(Saved data entries)
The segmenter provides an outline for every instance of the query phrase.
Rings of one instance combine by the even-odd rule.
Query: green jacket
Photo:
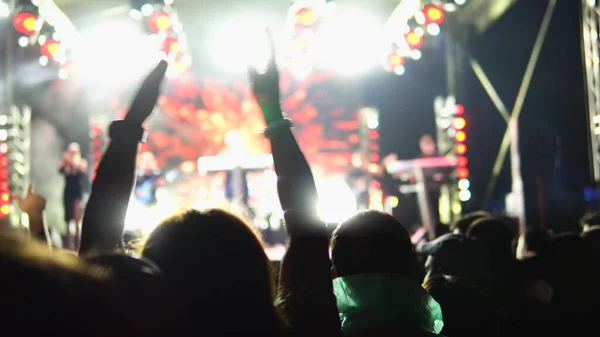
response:
[[[444,326],[440,305],[402,274],[339,277],[333,291],[344,336],[374,331],[436,335]]]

DESCRIPTION OF THE TASK
Without the pictures, return the whole of the data exactly as given.

WRITTEN ANSWER
The segmenter provides an outline for every instance of the query phrase.
Rings of one instance combine by the even-odd rule.
Query: green jacket
Photo:
response:
[[[444,326],[440,305],[402,274],[339,277],[333,291],[344,336],[374,331],[436,335]]]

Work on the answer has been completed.